(Input for this task Opens)

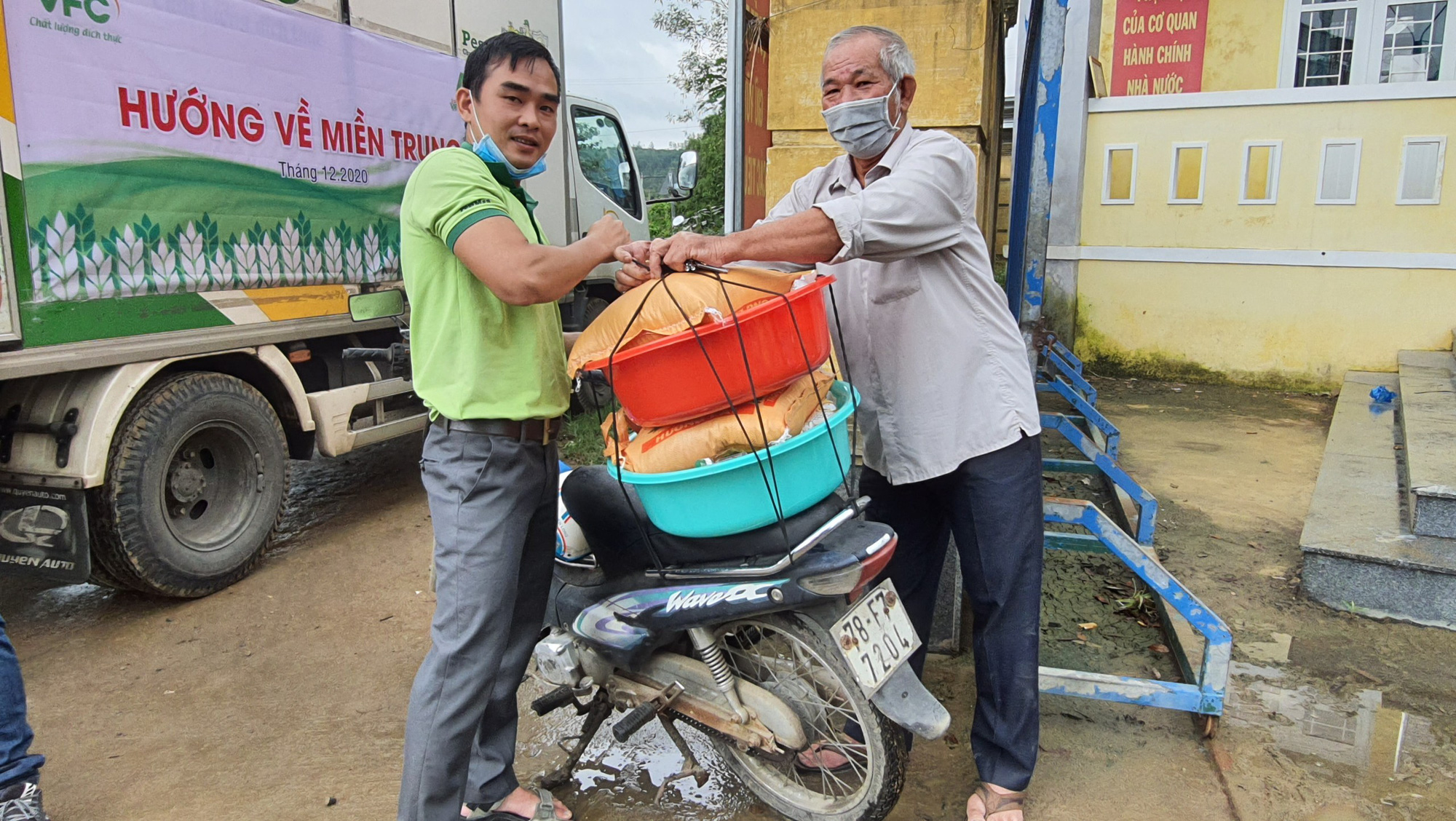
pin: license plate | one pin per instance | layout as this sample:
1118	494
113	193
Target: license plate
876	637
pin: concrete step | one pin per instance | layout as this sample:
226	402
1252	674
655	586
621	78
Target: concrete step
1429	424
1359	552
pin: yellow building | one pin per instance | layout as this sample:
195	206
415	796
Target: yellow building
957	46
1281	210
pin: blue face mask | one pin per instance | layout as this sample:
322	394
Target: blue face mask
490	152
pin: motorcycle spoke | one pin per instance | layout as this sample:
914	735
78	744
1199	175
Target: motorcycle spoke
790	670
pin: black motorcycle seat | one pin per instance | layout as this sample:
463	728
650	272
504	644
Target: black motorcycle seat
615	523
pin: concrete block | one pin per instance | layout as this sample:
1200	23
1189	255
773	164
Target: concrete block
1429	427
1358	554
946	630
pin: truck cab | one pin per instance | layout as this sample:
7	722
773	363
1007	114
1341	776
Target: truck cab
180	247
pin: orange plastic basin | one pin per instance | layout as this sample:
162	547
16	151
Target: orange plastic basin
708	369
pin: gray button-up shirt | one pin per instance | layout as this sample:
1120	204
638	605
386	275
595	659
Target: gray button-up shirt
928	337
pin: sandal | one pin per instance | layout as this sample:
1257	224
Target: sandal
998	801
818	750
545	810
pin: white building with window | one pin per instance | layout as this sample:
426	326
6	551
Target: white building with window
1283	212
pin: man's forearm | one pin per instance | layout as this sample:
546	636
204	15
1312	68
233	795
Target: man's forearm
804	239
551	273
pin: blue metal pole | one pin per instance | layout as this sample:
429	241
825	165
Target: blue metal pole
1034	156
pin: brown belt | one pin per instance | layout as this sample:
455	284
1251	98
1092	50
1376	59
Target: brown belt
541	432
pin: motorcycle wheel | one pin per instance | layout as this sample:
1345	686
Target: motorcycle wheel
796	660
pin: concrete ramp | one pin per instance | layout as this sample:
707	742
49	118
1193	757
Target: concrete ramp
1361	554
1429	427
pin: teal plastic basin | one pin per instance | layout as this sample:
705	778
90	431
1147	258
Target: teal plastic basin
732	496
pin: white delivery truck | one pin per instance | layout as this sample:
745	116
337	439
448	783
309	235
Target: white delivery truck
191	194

(Input for this task Closes)

Task directions:
Print all the lines above again exactly, without any pictures.

Output of the exercise:
pin: license plate | one pin per instance | layout as this sample:
1118	494
113	193
Target: license plate
876	637
pin: concrete step | one pin per instance | layout as this sample:
226	402
1252	674
655	586
621	78
Target: concrete step
1429	424
1359	552
pin: yellow building | one pin per instance | layout as this sample:
195	206
415	796
Target: yellow building
957	46
1281	210
pin: blue face mask | one pin per instance | layout as this sample:
322	394
Target: blue face mask
490	152
pin: motorcycle spoke | one pin per instance | layout as this sample:
914	735
78	744
1199	175
Target: motorcycle spoke
790	670
pin: black motorcycle seat | one pin per instance | layout as this sample:
463	728
650	272
504	644
Target: black motorcycle seat
615	523
pin: concrete block | one pin per instance | layout as this sample:
1200	23
1189	255
773	164
Target: concrete block
1429	427
1358	554
946	630
pin: truck cab | one pin per instance | layout as this sample:
7	722
773	363
1007	114
1341	776
Target: truck cab
180	247
pin: orange plastic basin | one pin per instance | layout as this sample:
162	547
16	151
Target: orange plastic basin
708	369
pin: gray button-up shirt | one pin per instance | layout as this sample:
1120	204
638	605
386	275
595	659
Target: gray button-up shirt
928	337
pin: sandal | one pin per instance | layout as this sample:
1257	224
Target: sandal
998	801
818	750
545	810
pin: white building with window | one pin per instance | layout as this sample:
426	326
6	551
Target: white building with window
1283	212
pin: man's forearm | one pin per instance | layout as this sample:
546	636
204	15
1312	68
233	795
Target: man's forearm
804	239
551	273
pin: blue metal pole | one pin per instance | layout as this sample:
429	241
825	165
Target: blue metal pole
1034	156
pin: brown belt | one pin per instance | layout as this sample:
455	284
1251	98
1092	50
1376	59
Target: brown belt
541	432
pin: motorcycle wheel | one pin per instance | layout as this sample:
1345	686
Target: motorcycle wheel
796	660
pin: concrete ramp | one pin per instance | layout as this sample:
707	742
49	118
1193	757
Target: concrete ramp
1361	554
1429	427
pin: teal plastic basin | one pin per instance | layout as this sample:
705	778
90	431
1147	258
Target: teal plastic basin
732	496
pin: white delivery truck | one pin per instance | layout as this sample:
745	116
337	439
448	783
309	235
Target: white delivery truck
191	194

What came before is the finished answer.